> TASK STATEMENT: How many of the lines below contain the string "surface", with uppercase and lowercase treated as different? Give only the number.

> RECORDED INFORMATION:
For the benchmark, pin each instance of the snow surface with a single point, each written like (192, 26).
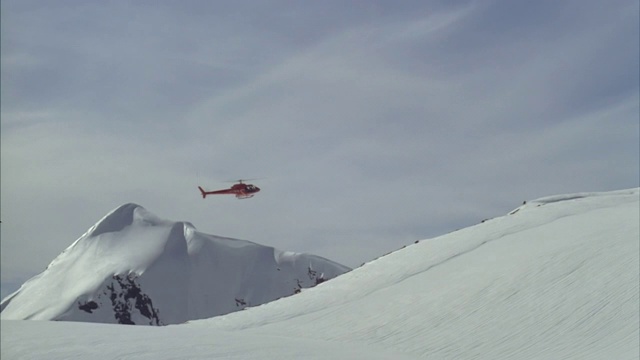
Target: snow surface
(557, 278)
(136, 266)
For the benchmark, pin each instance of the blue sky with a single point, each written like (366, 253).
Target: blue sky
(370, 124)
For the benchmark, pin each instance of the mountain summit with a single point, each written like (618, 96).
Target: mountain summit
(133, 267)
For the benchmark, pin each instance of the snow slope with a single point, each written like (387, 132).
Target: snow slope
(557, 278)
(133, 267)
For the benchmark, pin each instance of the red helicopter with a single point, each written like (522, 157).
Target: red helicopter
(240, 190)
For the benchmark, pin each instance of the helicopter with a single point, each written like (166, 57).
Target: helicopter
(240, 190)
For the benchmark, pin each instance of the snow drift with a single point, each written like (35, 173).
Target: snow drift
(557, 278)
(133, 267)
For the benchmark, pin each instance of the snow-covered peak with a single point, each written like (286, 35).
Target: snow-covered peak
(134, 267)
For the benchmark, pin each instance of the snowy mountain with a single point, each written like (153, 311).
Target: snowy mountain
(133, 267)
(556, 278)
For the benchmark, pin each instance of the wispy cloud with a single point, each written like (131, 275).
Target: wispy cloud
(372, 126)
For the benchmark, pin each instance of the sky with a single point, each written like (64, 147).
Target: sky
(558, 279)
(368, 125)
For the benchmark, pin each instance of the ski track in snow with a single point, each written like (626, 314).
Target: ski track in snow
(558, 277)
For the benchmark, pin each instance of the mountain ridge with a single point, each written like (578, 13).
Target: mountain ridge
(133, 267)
...
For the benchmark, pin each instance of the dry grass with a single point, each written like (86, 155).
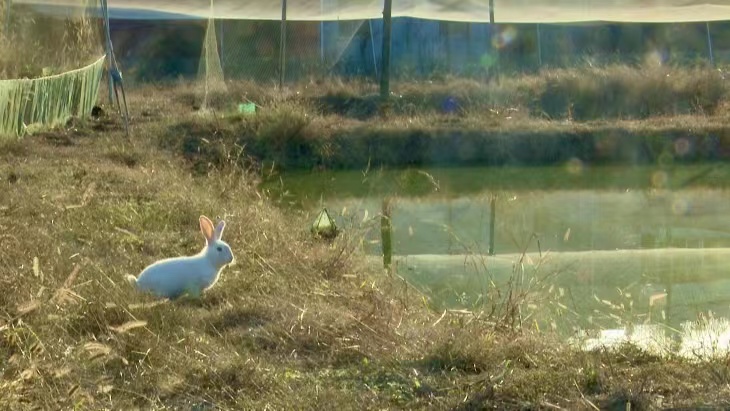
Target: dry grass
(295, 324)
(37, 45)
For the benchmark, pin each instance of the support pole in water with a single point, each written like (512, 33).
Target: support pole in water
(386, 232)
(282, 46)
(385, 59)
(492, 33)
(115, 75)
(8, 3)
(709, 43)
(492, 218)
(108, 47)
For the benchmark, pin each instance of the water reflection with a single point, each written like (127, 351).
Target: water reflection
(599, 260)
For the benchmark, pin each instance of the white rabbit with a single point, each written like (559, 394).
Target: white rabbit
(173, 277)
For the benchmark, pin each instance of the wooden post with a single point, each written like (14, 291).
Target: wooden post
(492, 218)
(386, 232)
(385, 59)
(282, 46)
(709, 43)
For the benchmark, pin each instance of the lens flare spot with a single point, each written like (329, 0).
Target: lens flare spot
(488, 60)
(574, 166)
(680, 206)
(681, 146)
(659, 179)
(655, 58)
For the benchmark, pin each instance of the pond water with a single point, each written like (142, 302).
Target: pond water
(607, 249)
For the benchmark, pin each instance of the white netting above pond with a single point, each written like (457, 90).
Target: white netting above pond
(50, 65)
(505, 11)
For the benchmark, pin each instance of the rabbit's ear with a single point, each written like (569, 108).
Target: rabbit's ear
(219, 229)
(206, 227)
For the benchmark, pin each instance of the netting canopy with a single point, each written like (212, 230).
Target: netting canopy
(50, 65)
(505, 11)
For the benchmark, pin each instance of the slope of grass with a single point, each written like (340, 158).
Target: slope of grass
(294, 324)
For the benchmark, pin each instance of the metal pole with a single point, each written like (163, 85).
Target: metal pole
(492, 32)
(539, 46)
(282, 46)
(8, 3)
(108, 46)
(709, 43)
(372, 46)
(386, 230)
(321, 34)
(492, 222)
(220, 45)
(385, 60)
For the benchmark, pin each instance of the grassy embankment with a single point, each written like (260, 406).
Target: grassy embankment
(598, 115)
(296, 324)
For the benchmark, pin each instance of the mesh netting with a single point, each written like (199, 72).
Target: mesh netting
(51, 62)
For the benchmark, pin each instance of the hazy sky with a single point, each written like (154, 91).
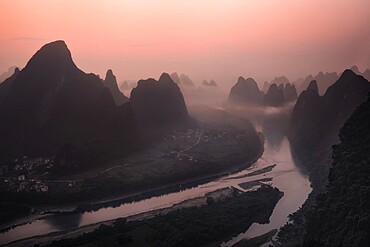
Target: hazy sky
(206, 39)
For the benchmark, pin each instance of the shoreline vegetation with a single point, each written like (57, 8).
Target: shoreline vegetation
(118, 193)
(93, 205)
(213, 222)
--
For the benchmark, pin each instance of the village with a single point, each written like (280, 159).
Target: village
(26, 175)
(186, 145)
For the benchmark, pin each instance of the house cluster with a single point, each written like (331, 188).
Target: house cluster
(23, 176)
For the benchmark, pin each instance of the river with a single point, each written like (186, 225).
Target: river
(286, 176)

> REPLY: 2